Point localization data
☆ ☆ ☆ ☆

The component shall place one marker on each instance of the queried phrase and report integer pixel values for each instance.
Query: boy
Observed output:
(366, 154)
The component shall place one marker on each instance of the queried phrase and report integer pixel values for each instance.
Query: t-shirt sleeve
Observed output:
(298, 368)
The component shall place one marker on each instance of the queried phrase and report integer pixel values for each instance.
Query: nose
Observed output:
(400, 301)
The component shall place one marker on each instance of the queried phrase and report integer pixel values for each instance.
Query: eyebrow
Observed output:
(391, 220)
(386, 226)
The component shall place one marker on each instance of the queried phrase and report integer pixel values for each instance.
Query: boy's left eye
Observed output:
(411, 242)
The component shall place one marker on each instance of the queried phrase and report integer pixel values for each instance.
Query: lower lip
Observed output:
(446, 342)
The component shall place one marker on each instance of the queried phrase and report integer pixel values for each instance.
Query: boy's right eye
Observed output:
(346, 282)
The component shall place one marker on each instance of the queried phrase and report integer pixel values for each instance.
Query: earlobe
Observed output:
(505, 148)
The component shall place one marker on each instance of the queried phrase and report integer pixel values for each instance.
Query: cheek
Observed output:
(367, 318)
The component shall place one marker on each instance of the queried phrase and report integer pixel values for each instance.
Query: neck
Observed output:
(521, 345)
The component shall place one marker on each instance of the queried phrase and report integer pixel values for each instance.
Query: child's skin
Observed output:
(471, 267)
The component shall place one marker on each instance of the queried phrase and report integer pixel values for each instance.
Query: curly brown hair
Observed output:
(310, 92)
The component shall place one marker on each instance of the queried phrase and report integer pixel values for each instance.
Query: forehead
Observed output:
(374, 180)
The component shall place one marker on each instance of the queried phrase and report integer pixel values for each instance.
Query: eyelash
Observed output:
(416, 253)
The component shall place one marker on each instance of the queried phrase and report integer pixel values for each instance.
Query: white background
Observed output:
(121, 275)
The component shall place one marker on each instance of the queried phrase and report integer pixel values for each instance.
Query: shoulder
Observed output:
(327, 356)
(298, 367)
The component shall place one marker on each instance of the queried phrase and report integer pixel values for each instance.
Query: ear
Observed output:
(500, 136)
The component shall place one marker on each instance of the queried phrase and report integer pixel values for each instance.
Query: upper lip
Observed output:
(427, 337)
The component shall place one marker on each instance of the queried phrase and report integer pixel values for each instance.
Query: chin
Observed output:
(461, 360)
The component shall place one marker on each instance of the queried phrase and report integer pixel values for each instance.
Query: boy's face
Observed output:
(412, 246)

☆ ☆ ☆ ☆

**Instructions for the task**
Please quote the records above exactly, without skipping a line.

**Answer below**
The component shall place one marker on each instance of the queried phrase and report integer pixel values for each instance.
Query: boy
Observed output:
(366, 154)
The component shall place one marker on each instance of the queried phrase and report integer pixel values for each instance.
Query: t-shirt sleeve
Observed output:
(298, 368)
The component shall place one marker on each instance of the queried phrase and report integer pixel values for each instance.
Query: nose
Observed output:
(400, 301)
The component shall place one marker on each instance of the queried phrase and report integer pixel values for each instance.
Query: eyebrow
Observed output:
(391, 220)
(386, 226)
The component shall place one marker on each instance of the queried phrase and report integer pixel values for each instance.
Query: boy's left eye
Observed output:
(411, 242)
The component shall place one marker on each instance of the queried phrase and report integer pixel values for each instance.
Query: lower lip
Observed output:
(446, 342)
The component shall place one marker on each instance of the queried phrase and report integer pixel values for each instance.
Query: boy's right eye
Observed output:
(346, 282)
The component shall place one marker on each instance of the queried phrase and report integer pixel values for each instance.
Query: earlobe
Observed output:
(505, 148)
The component shall place one marker on each instance of the queried phrase and report integer pixel values for each instance.
Query: cheek
Observed output:
(367, 318)
The component shall place one marker on each instance of the queried phrase and report integer pixel values for each instance.
Query: neck
Observed output:
(521, 345)
The component shall place one marker on each instance of the queried phrase and report integer pixel values for each instance.
Query: child's skin
Observed output:
(471, 267)
The component shall place one marker on each instance of the queried phrase and report integer pixel values for each instance.
Query: curly brown hair
Observed output:
(310, 92)
The component shall place one marker on each instance of the queried phrase and report integer pixel values for each instance.
Query: forehead
Observed output:
(374, 180)
The component shall place one marker on each instance of the queried phrase and report integer pixel values for each instance.
Query: eyelash
Observed output:
(416, 253)
The component shall place one marker on each instance of the queried phrase and report integer pixel values for each instance.
Query: white background
Observed output:
(121, 275)
The component shall place one marker on each instance of the queried phrase and report integer pixel values for each instance.
Query: shoulder
Observed output:
(327, 356)
(298, 367)
The component shall place one marker on each instance of the queried phrase and report integer pixel values for each instance.
Query: ear
Observed output:
(500, 136)
The component shall place one marker on each instance of the queried phrase and report integer pixel values for each instance.
Query: upper lip
Observed output:
(427, 337)
The component shall place one marker on each instance of the queried phrase and report integer pixel values for each instance.
Query: chin
Observed output:
(461, 360)
The component shall place one marker on each instance of the queried phrase and report integer pixel values for each instance.
Query: boy's face
Observed output:
(412, 246)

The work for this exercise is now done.